» Texte source

::::::::

Juif : de non-sioniste à antisioniste
Victor Ginsburgh
La guerre, quelque part |
« Ne
soyez pas naïf, Tanner. De nos jours, les conflits internes n’ont plus cours.
Nous sommes tous impliqués d’une façon ou d’une autre. Vous ne pouvez pas fuir
chaque fois qu’une situation vous dépasse ».
Jamal Mahjoub, La navigation du faiseur de pluie,
Babel, 1998, pp. 195-196.
Je dois une
réponse à deux amis juifs, Ph. et Ph. Ils savent
tous les deux que je ne
suis pas antisémite, cela va sans dire. Ils savent aussi que ce que j’écris n’est
ni malveillant ni faux, et je ne veux pas plus le destruction ou l’autodestruction d’Israël, que ceux
que j’avais cités dans mon blog précédent : Georges Friedmann, Asher Ginzberg, Ilan Greisalmer, Amos
Oz, Gideon Levy, Barak Ravid, Rotem Sela et Abraham Yehoshua. J’aurais pu donner
plusieurs dizaines d’autres noms.
Ph. et Ph. me
disent que malgré tout le mal qu’ils pensent de la situation en Israël et en
Palestine occupée, ils ne veulent rien dire ni écrire, parce qu’ils pensent à
l’utilisation malveillante que d’autres pourraient faire de leurs propos, en
donnant des arguments aux vrais antisémites : « si les Juifs
eux-mêmes disent que la situation politique est horrible et que l’état des
choses devient de plus en plus irréversible, il faut détruire Israël et/ou jeter
les Israéliens hors du pays ».

::::::::

» Bloc de données
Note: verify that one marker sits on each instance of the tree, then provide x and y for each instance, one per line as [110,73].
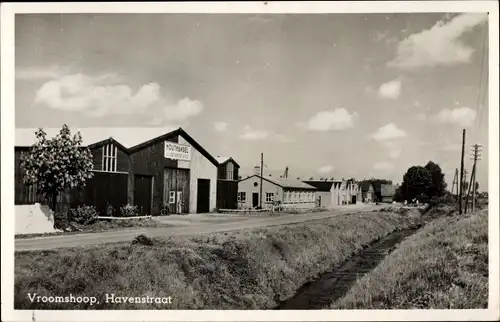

::::::::

» À compléter
(a) Réécrivez le passage du texte source commençant par « Juif : de non-sioniste » et finissant par « 1998, pp. 195-196. », en y remplaçant « naïf » par « crédule ».
(b) D'après le texte source, les affirmations suivantes sont-elles exactes ? Répondez par oui ou par non, en citant pour chacune les mots du texte qui tranchent.
(i) L'auteur doit une réponse à deux amis juifs.
(ii) Les deux amis ont choisi d'exprimer publiquement leurs critiques sur la situation en Israël.
(iii) L'auteur dit qu'il aurait pu citer bien d'autres noms.

» Réponses finales
(a)
Juif : de non-sioniste à antisioniste
Victor Ginsburgh
La guerre, quelque part |
« Ne
soyez pas crédule, Tanner. De nos jours, les conflits internes n’ont plus cours.
Nous sommes tous impliqués d’une façon ou d’une autre. Vous ne pouvez pas fuir
chaque fois qu’une situation vous dépasse ».
Jamal Mahjoub, La navigation du faiseur de pluie,
Babel, 1998, pp. 195-196.

(b)
(i) Oui : « Je dois une réponse à deux amis juifs, Ph. et Ph. »
(ii) Non : « ils ne veulent rien dire ni écrire »
(iii) Oui : « J’aurais pu donner plusieurs dizaines d’autres noms. »